(Short problem): Please carry on the post about phishers and social data, picking up right after its final sentence.

(Provided text):
=-=-=-=-=

Bad Mashup: Phishers Love Your Social Data

I think a lot about social Web services, the naiveté of users/consumers and the social contract between those services and you. On the one hand the Terms of Service of many social sites are distinctly anti-social (the subject of an upcoming post). On another hand, and far outside your social network and service provider, are predators that have free access to your data (by the way, not necessarily under your control, as suggested above). Those predators - the phishers of your assets, and you, make a nasty mashup in which you have nothing to gain, and stand to lose a great deal. All this seems to add up to our living in a sad period of time when you, a member of an online social network, are being rewarded for posting your content by getting the shaft from many sides.

In another post I'll talk about the Terms of Service, where you enjoy the benefits of membership in a social network, but lose control of your content and personal information. It would be theft if only you hadn't agreed to the terms. In this post, we'll just talk about how you hand over to thieves, literally, the keys to your castle.

=-=-=-=-=

(Data):
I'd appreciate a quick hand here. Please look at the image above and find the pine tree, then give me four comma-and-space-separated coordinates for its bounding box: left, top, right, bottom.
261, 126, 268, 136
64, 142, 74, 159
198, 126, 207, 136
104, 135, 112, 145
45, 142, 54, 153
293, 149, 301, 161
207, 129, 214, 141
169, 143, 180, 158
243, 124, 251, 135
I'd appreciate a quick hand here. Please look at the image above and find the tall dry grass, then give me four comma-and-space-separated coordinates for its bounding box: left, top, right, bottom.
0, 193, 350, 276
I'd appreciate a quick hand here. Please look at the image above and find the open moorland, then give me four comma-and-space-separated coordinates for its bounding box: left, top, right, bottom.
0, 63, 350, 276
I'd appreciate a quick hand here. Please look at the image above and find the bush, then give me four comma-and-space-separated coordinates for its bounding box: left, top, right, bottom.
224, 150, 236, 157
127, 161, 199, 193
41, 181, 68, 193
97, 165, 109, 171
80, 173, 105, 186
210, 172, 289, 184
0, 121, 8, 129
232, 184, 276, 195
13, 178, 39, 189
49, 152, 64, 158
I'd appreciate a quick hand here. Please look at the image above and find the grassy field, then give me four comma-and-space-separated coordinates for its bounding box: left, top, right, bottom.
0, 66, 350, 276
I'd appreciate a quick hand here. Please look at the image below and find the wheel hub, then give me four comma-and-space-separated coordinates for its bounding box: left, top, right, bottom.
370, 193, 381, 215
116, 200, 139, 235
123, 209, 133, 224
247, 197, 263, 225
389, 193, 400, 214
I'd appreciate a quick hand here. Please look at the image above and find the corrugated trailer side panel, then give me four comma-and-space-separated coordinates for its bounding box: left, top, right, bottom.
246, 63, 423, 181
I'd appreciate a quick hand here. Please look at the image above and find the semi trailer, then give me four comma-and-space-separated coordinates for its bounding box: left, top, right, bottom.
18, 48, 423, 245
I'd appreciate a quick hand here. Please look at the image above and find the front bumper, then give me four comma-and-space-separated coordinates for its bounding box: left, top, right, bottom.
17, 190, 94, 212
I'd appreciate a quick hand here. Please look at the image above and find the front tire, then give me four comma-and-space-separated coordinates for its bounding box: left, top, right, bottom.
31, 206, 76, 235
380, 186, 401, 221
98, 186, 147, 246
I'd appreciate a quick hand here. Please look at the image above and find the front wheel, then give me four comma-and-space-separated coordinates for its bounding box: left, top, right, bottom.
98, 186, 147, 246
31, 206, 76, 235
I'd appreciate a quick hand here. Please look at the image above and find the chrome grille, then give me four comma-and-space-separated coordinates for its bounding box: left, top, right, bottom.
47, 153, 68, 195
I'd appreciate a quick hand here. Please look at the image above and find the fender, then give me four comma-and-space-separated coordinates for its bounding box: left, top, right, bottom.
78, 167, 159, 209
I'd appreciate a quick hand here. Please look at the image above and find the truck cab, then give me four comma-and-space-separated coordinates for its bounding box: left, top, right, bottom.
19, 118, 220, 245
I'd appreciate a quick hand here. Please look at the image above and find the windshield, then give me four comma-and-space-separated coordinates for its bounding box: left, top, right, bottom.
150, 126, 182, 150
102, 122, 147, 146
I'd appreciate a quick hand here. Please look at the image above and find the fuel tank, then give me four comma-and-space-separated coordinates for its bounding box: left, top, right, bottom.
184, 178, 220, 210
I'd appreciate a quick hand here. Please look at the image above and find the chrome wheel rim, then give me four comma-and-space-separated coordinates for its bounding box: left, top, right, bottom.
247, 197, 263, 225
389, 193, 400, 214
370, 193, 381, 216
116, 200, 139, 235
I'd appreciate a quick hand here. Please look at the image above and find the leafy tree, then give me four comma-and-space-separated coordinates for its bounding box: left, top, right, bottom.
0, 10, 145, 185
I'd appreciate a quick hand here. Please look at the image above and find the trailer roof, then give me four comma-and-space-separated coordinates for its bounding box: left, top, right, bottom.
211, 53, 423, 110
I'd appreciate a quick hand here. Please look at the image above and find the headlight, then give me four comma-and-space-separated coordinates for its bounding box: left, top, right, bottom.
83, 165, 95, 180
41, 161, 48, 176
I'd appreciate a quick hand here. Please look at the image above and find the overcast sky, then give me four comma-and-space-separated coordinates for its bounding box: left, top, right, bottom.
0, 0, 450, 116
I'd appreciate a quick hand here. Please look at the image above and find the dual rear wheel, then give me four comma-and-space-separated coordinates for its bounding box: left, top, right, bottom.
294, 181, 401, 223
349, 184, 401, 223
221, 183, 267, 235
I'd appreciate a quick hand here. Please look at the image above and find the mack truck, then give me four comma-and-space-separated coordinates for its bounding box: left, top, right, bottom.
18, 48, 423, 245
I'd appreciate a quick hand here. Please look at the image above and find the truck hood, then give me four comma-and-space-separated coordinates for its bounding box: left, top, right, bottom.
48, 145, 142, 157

=-=-=-=-=

(Task response):
When you post your contacts to Facebook, or to Linked-in, you expose to the public information about yourself. That's what social networking is for, right. It seems harmless, even useful, to display for all the world to see information about who you know, where you live, what your interests are, and your thoughts about work and play. In a protected environment it would indeed be harmless, and when you're looking for a job it could indeed be very useful. But while you are writing on walls and extending your network, a spider is harvesting your FOAF data, your contacts, your profile, your contact information, and other data. And using your data, someone or something is crafting an attack in which one of your contacts is spoofed in an email message with a personalized message, the purpose of which is to direct you to a compelling Web site in which you eagerly hand over your user id and password to a very private account that holds your tangible wealth. Nice, huh?

In a high profile (and controversial) experiment in which students at a Big Ten school were sent phishing emails from their friends and buddies - spoofed, of course, with data harvested from social networks. 72% of them handed over their user accounts and passwords. Seventy Two Percent!!!

Don't run and hide. Don't rip down your Facebook account. Just think about the data you post, and stop to think before you log in to a web service that your friend recommends. Better yet, send a text message and ask if the email was legit, and while you're at it, ask about the service. Look at the URL, and Google the service - do things match? Hey, your friends are no way as smart as you are, eh?